Supplied entries —
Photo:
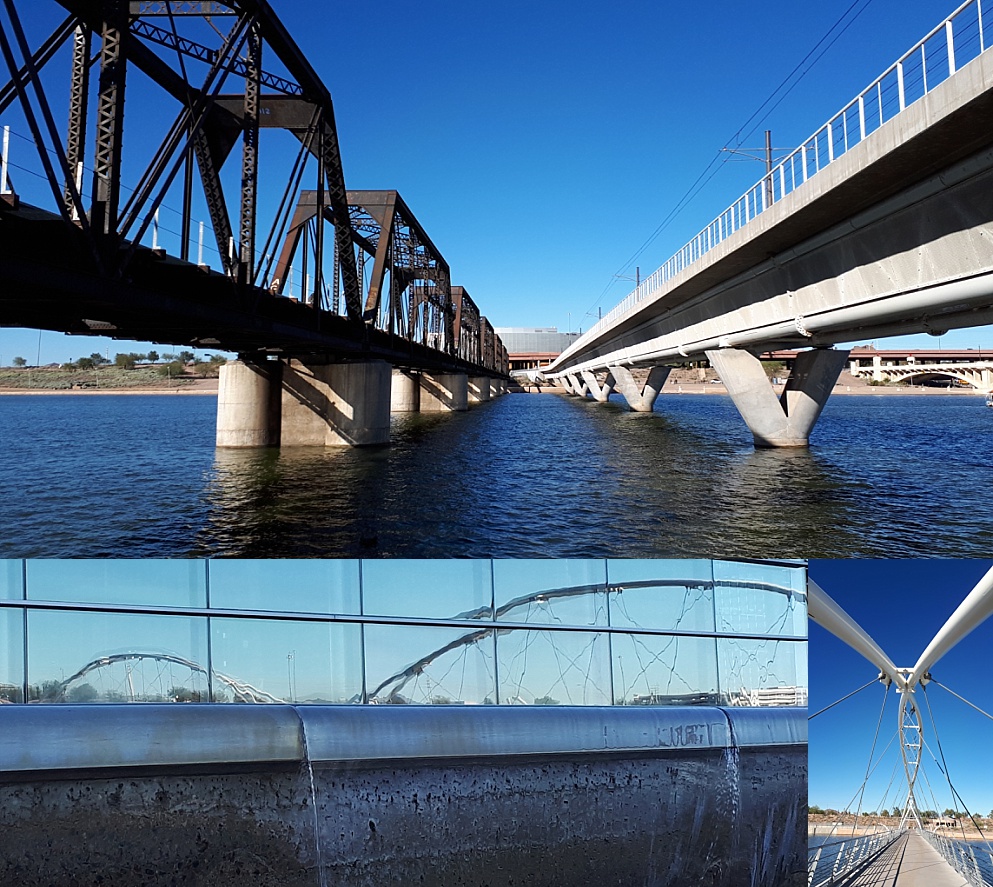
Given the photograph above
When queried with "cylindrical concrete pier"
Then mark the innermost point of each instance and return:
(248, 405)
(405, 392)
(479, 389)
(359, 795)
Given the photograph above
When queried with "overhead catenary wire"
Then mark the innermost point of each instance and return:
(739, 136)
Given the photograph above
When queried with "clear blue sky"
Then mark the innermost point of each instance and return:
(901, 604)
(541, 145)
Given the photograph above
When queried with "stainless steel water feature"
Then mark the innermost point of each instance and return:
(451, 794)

--

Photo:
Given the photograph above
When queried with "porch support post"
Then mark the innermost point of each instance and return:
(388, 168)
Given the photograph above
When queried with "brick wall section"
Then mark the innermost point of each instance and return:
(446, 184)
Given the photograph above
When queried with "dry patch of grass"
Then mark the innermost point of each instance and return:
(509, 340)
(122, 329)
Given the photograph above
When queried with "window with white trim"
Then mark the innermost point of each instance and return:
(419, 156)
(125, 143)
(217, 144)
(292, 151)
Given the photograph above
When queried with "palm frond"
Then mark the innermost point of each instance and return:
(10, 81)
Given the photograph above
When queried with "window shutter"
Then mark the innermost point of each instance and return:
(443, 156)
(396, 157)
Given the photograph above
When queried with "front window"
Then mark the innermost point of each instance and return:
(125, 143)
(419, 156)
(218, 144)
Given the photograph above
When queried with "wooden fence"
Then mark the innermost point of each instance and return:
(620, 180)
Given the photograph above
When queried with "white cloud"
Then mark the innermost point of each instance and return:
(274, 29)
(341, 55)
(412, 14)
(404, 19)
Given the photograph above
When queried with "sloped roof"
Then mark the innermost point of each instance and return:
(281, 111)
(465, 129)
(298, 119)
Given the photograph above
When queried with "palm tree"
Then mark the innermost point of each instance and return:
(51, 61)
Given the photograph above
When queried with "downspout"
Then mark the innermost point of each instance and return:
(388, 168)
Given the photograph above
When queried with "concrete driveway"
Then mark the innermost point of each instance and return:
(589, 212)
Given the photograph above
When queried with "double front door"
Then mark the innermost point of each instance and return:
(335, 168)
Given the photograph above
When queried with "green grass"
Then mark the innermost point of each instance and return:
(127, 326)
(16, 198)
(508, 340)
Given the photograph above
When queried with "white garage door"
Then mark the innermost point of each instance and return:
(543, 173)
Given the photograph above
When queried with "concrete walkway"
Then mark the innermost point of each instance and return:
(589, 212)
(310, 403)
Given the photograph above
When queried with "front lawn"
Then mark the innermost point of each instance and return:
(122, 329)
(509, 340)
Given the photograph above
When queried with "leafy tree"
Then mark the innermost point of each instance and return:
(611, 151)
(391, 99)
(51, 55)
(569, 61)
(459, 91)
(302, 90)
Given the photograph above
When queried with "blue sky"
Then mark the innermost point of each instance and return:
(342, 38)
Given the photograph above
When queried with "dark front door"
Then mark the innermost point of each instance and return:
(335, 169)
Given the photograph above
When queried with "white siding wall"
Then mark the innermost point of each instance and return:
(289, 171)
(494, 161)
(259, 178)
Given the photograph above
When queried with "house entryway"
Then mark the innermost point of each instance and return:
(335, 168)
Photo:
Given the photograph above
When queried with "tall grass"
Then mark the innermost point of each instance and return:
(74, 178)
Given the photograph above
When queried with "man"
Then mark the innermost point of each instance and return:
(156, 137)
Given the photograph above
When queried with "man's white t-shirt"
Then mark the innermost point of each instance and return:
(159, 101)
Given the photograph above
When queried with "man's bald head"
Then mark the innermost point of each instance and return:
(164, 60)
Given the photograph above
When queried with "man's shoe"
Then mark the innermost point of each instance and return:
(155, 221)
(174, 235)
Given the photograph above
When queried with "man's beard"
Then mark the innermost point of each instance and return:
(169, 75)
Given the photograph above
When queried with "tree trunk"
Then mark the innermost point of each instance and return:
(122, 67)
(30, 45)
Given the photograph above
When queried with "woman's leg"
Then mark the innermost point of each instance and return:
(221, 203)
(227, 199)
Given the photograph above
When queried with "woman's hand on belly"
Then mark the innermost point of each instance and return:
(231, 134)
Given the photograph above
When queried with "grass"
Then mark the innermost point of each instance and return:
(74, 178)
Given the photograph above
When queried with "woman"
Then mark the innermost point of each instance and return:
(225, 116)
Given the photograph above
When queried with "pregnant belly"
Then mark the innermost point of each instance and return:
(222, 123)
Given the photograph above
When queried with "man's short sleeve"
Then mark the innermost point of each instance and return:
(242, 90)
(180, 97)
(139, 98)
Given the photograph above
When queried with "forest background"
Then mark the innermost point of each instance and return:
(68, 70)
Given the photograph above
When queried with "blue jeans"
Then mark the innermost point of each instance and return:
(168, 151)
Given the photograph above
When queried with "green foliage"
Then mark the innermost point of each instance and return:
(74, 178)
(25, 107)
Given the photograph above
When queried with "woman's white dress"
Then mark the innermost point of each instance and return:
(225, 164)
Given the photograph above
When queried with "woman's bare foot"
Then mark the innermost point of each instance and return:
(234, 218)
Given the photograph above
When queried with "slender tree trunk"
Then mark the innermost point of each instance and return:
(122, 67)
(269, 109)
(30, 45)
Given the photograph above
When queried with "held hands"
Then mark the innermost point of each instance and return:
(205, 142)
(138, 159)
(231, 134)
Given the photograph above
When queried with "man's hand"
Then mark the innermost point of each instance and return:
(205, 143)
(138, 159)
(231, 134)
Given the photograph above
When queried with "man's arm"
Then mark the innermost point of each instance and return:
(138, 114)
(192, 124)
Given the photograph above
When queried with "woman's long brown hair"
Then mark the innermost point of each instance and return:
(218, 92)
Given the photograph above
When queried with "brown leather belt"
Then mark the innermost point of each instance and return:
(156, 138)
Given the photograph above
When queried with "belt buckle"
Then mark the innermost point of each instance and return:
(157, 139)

Given request —
Pick out each line of the entries above that contains the word "front", and copy those lines.

Complete response —
When queried with "front window"
When queried with "double front door"
When queried with "front lawn"
When queried with "dark front door"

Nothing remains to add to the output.